[Seçilen Metin]
%%
Kitaplar Sürekli Yazılar Kitap Söyleşileri |
8 Mart 2010
Dünya Kadınlar Günü ve Çarpıtılan Milli İrade Kavramı.
Bugün 8 Mart, "Dünya Kadınlar Günü".
Bütün ezilen, horlanan, ikinci sınıf muamelesi gören, erkeklere
göre daha zor iş bulan, daha düşük ücret alan, çalışan, çalışmayan,
kentli, köylü, genç, yaşlı tüm kadınlara kutlu olsun!
Türkiye Atatürk Devrimleri sayesinde İslam alemi içinde kadın
hakları konusunda tek ve bircik olan son derece seçkin bir yere sahiptir.
Siyaset, yargı, bilim, sanat, edebiyat, çalışma yaşamı alanlarında
çok seçkin ve başarılı kadınlarımızla övünüyoruz.
Ama bir de işin içyüzünü onlara sorun:
Bulundukları yere gelmek için ne bedeller ödemişler, ne haksızlıklara
uğramışlar ve hâlâ da uğramaktadırlar?
Atatürk Türkiyesi'nin, çağdaş insan hakları bağlamında kadın
hakları konusunda eriştiği ve hâlâ da yetersiz olan düzey bile geri
çekilmek isteniyor.
Bir yandan sınırlanan ve kısıtlanan insan hakları, bir yandan mahalle
baskısı, bir yandan siyasal ve ailevi baskılar, kadınları yeniden ikinci
sınıf vatandaş derekesine düşürüyor.
Tabii bütün bu oluşumların arkasında feodal toplum yapısı ve bu
yapıyı siyasette ve toplumda istismar eden bir siyasal güç, bu gücün
saptırdığı bir "Milli İrade" kavramı var.
İktidara bakarsanız, Milli İrade'nin tek temsilcisi kendileri.
Çünkü ne Anayasa'yı, ne yargıyı, ne de Meclis'teki muhalefeti dikkate alıyor.
Peki Meclis ne denli demokratik?
Milletvekilleri oraya halkın iradesiyle geliyor gibi görünüyorsa da,
kim onları gerçekten seçiyor?
Genel Başkan değil mi?
O zaman "Milli İrade" tek bir adamın iradesine indirgenmiş olmuyor mu?
%%
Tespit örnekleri
%%
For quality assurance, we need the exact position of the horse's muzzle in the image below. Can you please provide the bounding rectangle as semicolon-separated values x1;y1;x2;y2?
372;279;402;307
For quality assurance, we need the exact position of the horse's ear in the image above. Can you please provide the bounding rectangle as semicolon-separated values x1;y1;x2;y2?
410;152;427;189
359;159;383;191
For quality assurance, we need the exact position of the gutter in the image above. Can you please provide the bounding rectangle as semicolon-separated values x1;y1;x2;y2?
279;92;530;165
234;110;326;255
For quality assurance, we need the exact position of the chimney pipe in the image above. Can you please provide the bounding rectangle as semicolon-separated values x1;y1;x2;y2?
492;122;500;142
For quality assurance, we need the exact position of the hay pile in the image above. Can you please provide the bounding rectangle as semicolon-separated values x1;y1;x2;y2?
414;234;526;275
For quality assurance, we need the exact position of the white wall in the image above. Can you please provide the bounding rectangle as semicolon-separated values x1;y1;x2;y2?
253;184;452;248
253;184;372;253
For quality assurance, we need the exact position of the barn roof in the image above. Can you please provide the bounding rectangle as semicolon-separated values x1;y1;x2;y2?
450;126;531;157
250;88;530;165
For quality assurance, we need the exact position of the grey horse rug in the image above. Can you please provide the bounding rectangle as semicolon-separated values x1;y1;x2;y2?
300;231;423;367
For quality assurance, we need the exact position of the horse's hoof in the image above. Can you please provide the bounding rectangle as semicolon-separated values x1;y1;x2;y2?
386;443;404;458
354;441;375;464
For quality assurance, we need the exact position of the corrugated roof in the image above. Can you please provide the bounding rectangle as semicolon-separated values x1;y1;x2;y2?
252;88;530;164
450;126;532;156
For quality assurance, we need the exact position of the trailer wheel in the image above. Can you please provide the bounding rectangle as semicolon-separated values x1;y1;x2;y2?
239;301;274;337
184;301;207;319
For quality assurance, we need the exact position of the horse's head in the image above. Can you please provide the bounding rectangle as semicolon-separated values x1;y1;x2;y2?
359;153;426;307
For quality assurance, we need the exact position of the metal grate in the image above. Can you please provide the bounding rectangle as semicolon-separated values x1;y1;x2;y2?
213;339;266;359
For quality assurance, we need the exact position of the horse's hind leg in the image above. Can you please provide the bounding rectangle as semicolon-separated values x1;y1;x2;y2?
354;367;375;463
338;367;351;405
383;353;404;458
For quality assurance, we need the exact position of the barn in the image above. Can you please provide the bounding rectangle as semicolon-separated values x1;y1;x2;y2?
%%
[Yazılı Görevler]
• a. Kadınlar Günü yazısına göre Türkiye, İslam alemi içinde kadın hakları konusundaki seçkin yerine hangi devrimler sayesinde sahiptir?
• b. Kadınlar Günü yazısında "Atatürk Türkiyesi'nin, çağdaş" sözcüklerinden başlayıp "ne denli demokratik?" sözcüklerine kadar uzanan bölümün tamamını hiçbir değişiklik yapmadan yazın.

[Alıştırma Cevapları]
• a. Atatürk Devrimleri sayesinde.

• b.
Atatürk Türkiyesi'nin, çağdaş insan hakları bağlamında kadın
hakları konusunda eriştiği ve hâlâ da yetersiz olan düzey bile geri
çekilmek isteniyor.
Bir yandan sınırlanan ve kısıtlanan insan hakları, bir yandan mahalle
baskısı, bir yandan siyasal ve ailevi baskılar, kadınları yeniden ikinci
sınıf vatandaş derekesine düşürüyor.
Tabii bütün bu oluşumların arkasında feodal toplum yapısı ve bu
yapıyı siyasette ve toplumda istismar eden bir siyasal güç, bu gücün
saptırdığı bir "Milli İrade" kavramı var.
İktidara bakarsanız, Milli İrade'nin tek temsilcisi kendileri.
Çünkü ne Anayasa'yı, ne yargıyı, ne de Meclis'teki muhalefeti dikkate alıyor.
Peki Meclis ne denli demokratik?